* **Text passage**:
..........

Welcome to the Nexus of Ethics, Psychology, Morality, Philosophy and Health Care

Welcome to the nexus of ethics, psychology, morality, technology, health care, and philosophy

Saturday, October 11, 2025

GDPval: Evaluating AI Model Performance on Real-World Economincally Valuable Tasks

OpenAI. (2025).

We introduce GDPval, a benchmark designed to evaluate how well AI models perform economically valuable tasks in real-world settings. GDPval includes the majority of work activities defined by the U.S. Bureau of Labor Statistics for 44 occupations across the nine sectors that contribute most to U.S. GDP. The tasks in GDPval are based on the actual work of industry professionals who average 14 years of experience.

Our findings show that frontier AI models are improving on GDPval at a roughly linear rate over time. The strongest models now produce deliverables that are approaching the quality of work produced by industry experts. We also examine how pairing frontier models with human oversight could allow these tasks to be completed more quickly and at lower cost than by unaided experts.

Model performance improves further when reasoning effort, task context, and structured guidance are increased. To support future research on real-world AI capabilities, we are releasing a gold-standard subset of 220 tasks and providing a public automated grading service at evals.openai.com.

Here is my brief summary:

This paper introduces GDPval, a new benchmark developed by OpenAI to evaluate AI models on real-world, economically valuable tasks that reflect actual knowledge work across 44 occupations and 9 major U.S. GDP sectors. Unlike traditional academic benchmarks, GDPval emphasizes realism, representativeness, and multi-modality, with tasks based on expert-validated work products that take professionals an average of 7 hours to complete. The evaluation uses pairwise comparisons by industry experts to measure AI performance, finding that top models like Claude Opus 4.1 and GPT-5 are approaching human-level performance in some areas—Claude excels in aesthetics and formatting, while GPT-5 leads in accuracy and instruction-following. The authors open-source a 220-task "gold subset," provide an experimental automated grader, and analyze how factors like reasoning effort, prompting, and scaffolding impact model performance, highlighting both the potential and current limitations of AI in professional workflows.

..........

* **Available data**:
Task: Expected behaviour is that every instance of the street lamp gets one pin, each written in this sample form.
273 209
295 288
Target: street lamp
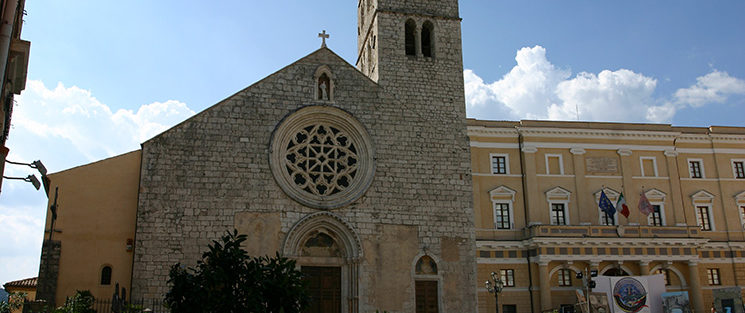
495 286
32 178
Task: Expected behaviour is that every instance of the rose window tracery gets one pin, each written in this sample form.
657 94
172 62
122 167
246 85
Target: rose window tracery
322 157
321 160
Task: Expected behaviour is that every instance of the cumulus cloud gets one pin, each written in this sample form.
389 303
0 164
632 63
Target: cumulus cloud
714 87
74 116
620 95
536 89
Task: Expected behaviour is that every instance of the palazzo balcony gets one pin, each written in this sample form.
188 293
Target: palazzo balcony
591 231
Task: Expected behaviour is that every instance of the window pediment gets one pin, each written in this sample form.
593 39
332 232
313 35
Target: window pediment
502 193
610 193
702 196
655 195
740 197
558 193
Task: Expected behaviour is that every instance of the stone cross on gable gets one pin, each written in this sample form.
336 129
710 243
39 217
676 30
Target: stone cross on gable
323 37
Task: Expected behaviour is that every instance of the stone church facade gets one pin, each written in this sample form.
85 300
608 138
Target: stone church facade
359 174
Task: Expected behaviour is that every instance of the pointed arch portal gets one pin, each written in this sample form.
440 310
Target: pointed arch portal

..........

* **How to complete this task**: Reproduce the GDPval post word for word, from "Our findings show" to "by unaided experts.". This material has no part in the work asked for here.

* **Exercise result**:
Our findings show that frontier AI models are improving on GDPval at a roughly linear rate over time. The strongest models now produce deliverables that are approaching the quality of work produced by industry experts. We also examine how pairing frontier models with human oversight could allow these tasks to be completed more quickly and at lower cost than by unaided experts.